* _Exercise directions_: Please reproduce the lines below, replacing every "Per instance" with "Each instance" and leaving everything else unchanged.

* _Given information_:
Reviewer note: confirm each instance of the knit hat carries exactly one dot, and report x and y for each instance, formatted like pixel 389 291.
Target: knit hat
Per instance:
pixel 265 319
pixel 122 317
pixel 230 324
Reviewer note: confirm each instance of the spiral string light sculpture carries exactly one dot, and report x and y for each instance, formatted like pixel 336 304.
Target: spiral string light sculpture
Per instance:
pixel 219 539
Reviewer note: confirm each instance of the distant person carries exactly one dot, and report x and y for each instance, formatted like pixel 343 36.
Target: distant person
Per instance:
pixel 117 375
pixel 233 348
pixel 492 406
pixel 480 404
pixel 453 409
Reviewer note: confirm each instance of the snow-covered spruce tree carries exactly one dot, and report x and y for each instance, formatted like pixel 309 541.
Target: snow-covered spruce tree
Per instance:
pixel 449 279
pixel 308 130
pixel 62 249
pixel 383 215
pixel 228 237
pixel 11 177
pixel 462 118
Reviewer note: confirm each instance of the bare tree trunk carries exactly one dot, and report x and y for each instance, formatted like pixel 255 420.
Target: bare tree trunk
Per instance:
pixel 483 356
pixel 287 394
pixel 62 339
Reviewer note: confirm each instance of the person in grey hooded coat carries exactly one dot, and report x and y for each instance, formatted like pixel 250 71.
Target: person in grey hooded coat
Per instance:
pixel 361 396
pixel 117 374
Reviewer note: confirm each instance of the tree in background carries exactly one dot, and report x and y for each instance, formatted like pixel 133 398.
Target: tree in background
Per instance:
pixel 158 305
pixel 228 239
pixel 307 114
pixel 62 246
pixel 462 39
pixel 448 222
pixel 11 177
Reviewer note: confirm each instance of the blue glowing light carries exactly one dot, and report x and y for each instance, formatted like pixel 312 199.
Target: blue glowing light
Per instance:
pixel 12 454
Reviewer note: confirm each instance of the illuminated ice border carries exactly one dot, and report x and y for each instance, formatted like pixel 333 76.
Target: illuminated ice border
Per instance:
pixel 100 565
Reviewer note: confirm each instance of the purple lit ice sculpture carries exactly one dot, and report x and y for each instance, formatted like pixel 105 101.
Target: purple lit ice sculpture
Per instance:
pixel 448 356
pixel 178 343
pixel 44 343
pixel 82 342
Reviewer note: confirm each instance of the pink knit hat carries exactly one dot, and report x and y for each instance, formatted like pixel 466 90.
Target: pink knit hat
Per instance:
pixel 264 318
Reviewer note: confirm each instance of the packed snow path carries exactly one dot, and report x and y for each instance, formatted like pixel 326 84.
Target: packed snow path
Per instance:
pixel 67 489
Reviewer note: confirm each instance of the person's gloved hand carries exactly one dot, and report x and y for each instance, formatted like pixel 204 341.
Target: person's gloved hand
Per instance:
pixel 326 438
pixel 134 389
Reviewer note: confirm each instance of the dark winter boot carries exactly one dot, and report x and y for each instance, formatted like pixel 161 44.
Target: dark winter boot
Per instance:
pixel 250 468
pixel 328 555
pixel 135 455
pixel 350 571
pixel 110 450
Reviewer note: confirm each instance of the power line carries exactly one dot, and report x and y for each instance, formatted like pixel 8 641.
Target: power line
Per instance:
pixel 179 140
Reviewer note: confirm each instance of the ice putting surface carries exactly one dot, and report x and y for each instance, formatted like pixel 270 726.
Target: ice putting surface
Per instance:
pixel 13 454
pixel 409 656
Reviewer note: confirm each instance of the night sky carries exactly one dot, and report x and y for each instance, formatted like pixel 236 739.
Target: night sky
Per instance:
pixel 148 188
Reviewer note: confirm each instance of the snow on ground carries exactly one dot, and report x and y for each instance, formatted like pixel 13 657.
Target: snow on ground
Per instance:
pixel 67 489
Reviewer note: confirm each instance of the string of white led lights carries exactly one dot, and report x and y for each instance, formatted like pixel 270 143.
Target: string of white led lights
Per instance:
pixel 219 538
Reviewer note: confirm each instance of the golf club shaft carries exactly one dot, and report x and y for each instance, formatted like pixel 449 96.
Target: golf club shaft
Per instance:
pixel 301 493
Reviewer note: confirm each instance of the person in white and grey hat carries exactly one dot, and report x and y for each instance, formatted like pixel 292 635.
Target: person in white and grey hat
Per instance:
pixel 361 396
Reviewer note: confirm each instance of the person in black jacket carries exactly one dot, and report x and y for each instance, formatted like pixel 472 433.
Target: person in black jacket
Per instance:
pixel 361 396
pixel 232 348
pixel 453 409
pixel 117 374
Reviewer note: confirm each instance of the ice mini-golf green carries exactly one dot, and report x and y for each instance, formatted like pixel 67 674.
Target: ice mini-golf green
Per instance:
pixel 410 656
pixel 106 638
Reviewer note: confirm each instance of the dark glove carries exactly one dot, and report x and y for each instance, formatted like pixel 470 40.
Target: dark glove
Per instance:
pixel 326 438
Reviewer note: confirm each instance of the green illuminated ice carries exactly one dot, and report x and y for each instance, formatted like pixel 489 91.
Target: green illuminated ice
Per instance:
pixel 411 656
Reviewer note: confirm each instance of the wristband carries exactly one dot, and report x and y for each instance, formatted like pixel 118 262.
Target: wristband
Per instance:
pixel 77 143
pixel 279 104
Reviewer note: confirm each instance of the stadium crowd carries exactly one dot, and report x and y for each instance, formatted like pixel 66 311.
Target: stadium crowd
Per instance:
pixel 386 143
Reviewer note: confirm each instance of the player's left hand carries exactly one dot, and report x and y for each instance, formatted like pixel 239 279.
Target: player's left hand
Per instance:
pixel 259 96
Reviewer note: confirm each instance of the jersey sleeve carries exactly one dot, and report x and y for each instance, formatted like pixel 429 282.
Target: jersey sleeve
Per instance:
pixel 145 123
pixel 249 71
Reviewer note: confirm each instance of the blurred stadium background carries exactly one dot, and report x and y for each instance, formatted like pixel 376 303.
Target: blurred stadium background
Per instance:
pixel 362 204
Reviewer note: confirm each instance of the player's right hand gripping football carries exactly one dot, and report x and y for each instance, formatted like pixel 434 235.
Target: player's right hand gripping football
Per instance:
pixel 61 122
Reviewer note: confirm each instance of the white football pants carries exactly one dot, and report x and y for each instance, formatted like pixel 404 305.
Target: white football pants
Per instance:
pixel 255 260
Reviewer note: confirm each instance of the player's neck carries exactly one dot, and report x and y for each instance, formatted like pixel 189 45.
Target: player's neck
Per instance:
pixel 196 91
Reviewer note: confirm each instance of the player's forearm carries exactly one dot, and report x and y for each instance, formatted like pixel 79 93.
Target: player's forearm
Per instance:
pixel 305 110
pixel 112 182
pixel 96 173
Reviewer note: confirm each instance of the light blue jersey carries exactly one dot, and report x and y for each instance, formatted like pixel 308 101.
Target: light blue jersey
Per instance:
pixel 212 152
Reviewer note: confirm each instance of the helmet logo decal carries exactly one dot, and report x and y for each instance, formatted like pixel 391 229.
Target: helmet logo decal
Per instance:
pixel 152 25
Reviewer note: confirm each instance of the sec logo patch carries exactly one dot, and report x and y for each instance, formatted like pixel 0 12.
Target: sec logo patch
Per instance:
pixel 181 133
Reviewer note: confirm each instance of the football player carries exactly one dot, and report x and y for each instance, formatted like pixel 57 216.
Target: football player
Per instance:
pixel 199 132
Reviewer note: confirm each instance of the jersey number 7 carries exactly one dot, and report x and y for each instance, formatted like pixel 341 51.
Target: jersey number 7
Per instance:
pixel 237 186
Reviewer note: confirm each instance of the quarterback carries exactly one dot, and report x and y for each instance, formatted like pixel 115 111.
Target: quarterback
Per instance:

* _Answer below_:
Reviewer note: confirm each instance of the knit hat carries exactly one dot, and report x and y for each instance, formatted like pixel 389 291.
Target: knit hat
Each instance:
pixel 265 319
pixel 122 317
pixel 230 324
Reviewer note: confirm each instance of the spiral string light sculpture carries exactly one dot, and report x and y for each instance, formatted like pixel 336 304.
Target: spiral string light sculpture
Each instance:
pixel 219 539
Reviewer note: confirm each instance of the distant person carries exactly one dot, and report x and y for each instance, formatted like pixel 343 36.
Target: distant person
Each instance:
pixel 117 375
pixel 233 348
pixel 492 406
pixel 480 404
pixel 453 409
Reviewer note: confirm each instance of the snow-covered spruce tree carries exactly one dot, and report x and y for each instance, formatted like pixel 309 541.
Target: snow-covered spruce tree
Each instance:
pixel 449 279
pixel 308 130
pixel 62 249
pixel 383 215
pixel 228 237
pixel 11 177
pixel 462 118
Reviewer note: confirm each instance of the bare tree trunk carries exactly one dot, and report x and y for each instance, formatted like pixel 255 420.
Target: bare tree trunk
Each instance:
pixel 483 356
pixel 287 394
pixel 62 339
Reviewer note: confirm each instance of the person in grey hooded coat carries exactly one dot, and report x and y for each instance, formatted like pixel 250 71.
Target: person in grey hooded coat
Each instance:
pixel 361 396
pixel 117 374
Reviewer note: confirm each instance of the tree in background carries exactly one dot, and report x and y for each instance, formatted like pixel 133 398.
Target: tree in background
Each instance:
pixel 158 305
pixel 228 239
pixel 307 114
pixel 62 246
pixel 462 39
pixel 448 222
pixel 11 177
Reviewer note: confirm each instance of the blue glowing light carries exactly one dot, and report x and y for each instance, formatted like pixel 312 199.
Target: blue glowing light
Each instance:
pixel 12 454
Reviewer note: confirm each instance of the illuminated ice border carries exactly one dot, and report x and y for each instance, formatted like pixel 333 76.
Target: illuminated ice border
Each instance:
pixel 100 565
Reviewer note: confirm each instance of the purple lit ice sculpture carries exactly one dot, and report x and y for each instance, formatted like pixel 105 101.
Target: purple lit ice sculpture
Each instance:
pixel 448 356
pixel 178 343
pixel 44 343
pixel 82 342
Reviewer note: confirm each instance of the pink knit hat carries exactly one dot, and report x and y for each instance, formatted like pixel 466 90.
Target: pink knit hat
Each instance:
pixel 264 318
Reviewer note: confirm each instance of the packed snow path carries exactly one dot, and report x and y for each instance, formatted like pixel 326 84.
Target: packed snow path
Each instance:
pixel 67 489
Reviewer note: confirm each instance of the person's gloved hand carries exactly one dot, and report x and y for each instance, formatted like pixel 204 341.
Target: person's gloved hand
Each instance:
pixel 326 438
pixel 134 389
Reviewer note: confirm each instance of the dark winter boot carries exactly one dot, and report x and y for each instance, formatted like pixel 161 44.
Target: dark winter boot
Each instance:
pixel 250 468
pixel 328 555
pixel 135 455
pixel 350 571
pixel 110 450
Reviewer note: confirm each instance of the power line carries exactly one dot, and report x and y for each instance, formatted like pixel 8 641.
Target: power line
Each instance:
pixel 179 140
Reviewer note: confirm each instance of the ice putting surface carries exactly one dot, and report x and y for each instance, formatted like pixel 270 726.
Target: ice putting surface
Each instance:
pixel 13 454
pixel 409 656
Reviewer note: confirm each instance of the night sky carries exactly one dot, and report x and y for each instance, formatted like pixel 236 739.
Target: night sky
Each instance:
pixel 148 188
Reviewer note: confirm each instance of the snow on ground carries exactly one dot, and report x and y for each instance, formatted like pixel 13 657.
Target: snow on ground
Each instance:
pixel 67 489
Reviewer note: confirm each instance of the string of white led lights carries exactly one dot, and report x and y for each instance, formatted like pixel 270 143.
Target: string of white led lights
Each instance:
pixel 219 538
Reviewer note: confirm each instance of the golf club shaft carries exactly one dot, and report x and y for each instance, formatted like pixel 449 96.
Target: golf club shaft
Each instance:
pixel 301 493
Reviewer note: confirm each instance of the person in white and grey hat carries exactly one dot, and report x and y for each instance, formatted like pixel 292 635.
Target: person in white and grey hat
Each instance:
pixel 361 396
Reviewer note: confirm each instance of the person in black jacket carries exactly one dot, and report x and y for each instance, formatted like pixel 472 433.
Target: person in black jacket
Each instance:
pixel 361 396
pixel 232 348
pixel 453 409
pixel 117 374
Reviewer note: confirm each instance of the ice mini-golf green carries exactly one dot, and report x and y for each instance, formatted like pixel 67 674.
Target: ice mini-golf green
Each instance:
pixel 410 656
pixel 106 638
Reviewer note: confirm each instance of the dark glove carries exactly one dot, and report x and y for each instance, formatted like pixel 470 40.
Target: dark glove
Each instance:
pixel 326 438
Reviewer note: confirm each instance of the green illuminated ice carries exactly one dot, and report x and y for each instance, formatted like pixel 489 91.
Target: green illuminated ice
Each instance:
pixel 411 656
Reviewer note: confirm each instance of the wristband carries exactly one dot, and report x and y for each instance, formatted like pixel 118 262.
Target: wristband
Each instance:
pixel 77 143
pixel 279 104
Reviewer note: confirm each instance of the stadium crowd carries exactly one dot, and report x and y for each instance, formatted like pixel 66 311.
Target: stadium crowd
Each instance:
pixel 386 143
Reviewer note: confirm each instance of the player's left hand carries exactly one dot, and report x and y for each instance, formatted like pixel 239 279.
Target: player's left hand
Each instance:
pixel 259 96
Reviewer note: confirm each instance of the jersey sleeve carries exactly one dot, and report x and y for each instance, formatted like pixel 429 282.
Target: jersey sleeve
Each instance:
pixel 145 123
pixel 249 71
Reviewer note: confirm each instance of the blurred stadium background carries exactly one dot, and report x and y for each instance, formatted like pixel 376 303.
Target: blurred stadium background
Each instance:
pixel 362 204
Reviewer note: confirm each instance of the player's right hand gripping football carries exactly one dot, and report x and y for each instance, formatted like pixel 434 235.
Target: player's right hand gripping football
Each instance:
pixel 61 122
Reviewer note: confirm each instance of the white football pants carries exactly one dot, and report x and y for each instance, formatted like pixel 404 305.
Target: white football pants
Each instance:
pixel 255 260
Reviewer note: confirm each instance of the player's neck carries exactly one dot, and report x and y for each instance, formatted like pixel 189 45.
Target: player's neck
Each instance:
pixel 196 91
Reviewer note: confirm each instance of the player's forearm carries exactly one dot, and report x and y for each instance, formatted like pixel 79 93.
Target: player's forearm
Each instance:
pixel 305 110
pixel 112 182
pixel 96 173
Reviewer note: confirm each instance of the light blue jersey carries exactly one dot, and report x and y for each instance, formatted like pixel 308 101.
Target: light blue jersey
Each instance:
pixel 212 152
Reviewer note: confirm each instance of the helmet logo decal carries exactly one dot, and report x and y for each instance, formatted like pixel 391 229.
Target: helmet logo decal
Each instance:
pixel 152 25
Reviewer note: confirm each instance of the sec logo patch carries exactly one dot, and report x and y for each instance, formatted like pixel 0 12.
Target: sec logo patch
Each instance:
pixel 181 133
Reviewer note: confirm each instance of the football player carries exactly one dot, and report x and y for each instance, formatted like pixel 57 216.
Target: football player
Each instance:
pixel 199 132
Reviewer note: confirm each instance of the jersey number 7 carries exactly one dot, and report x and y for each instance, formatted like pixel 341 51.
Target: jersey number 7
Each instance:
pixel 237 186
Reviewer note: confirm each instance of the quarterback carries exactly one dot, and report x and y for each instance, formatted like pixel 115 111.
Target: quarterback
Each instance:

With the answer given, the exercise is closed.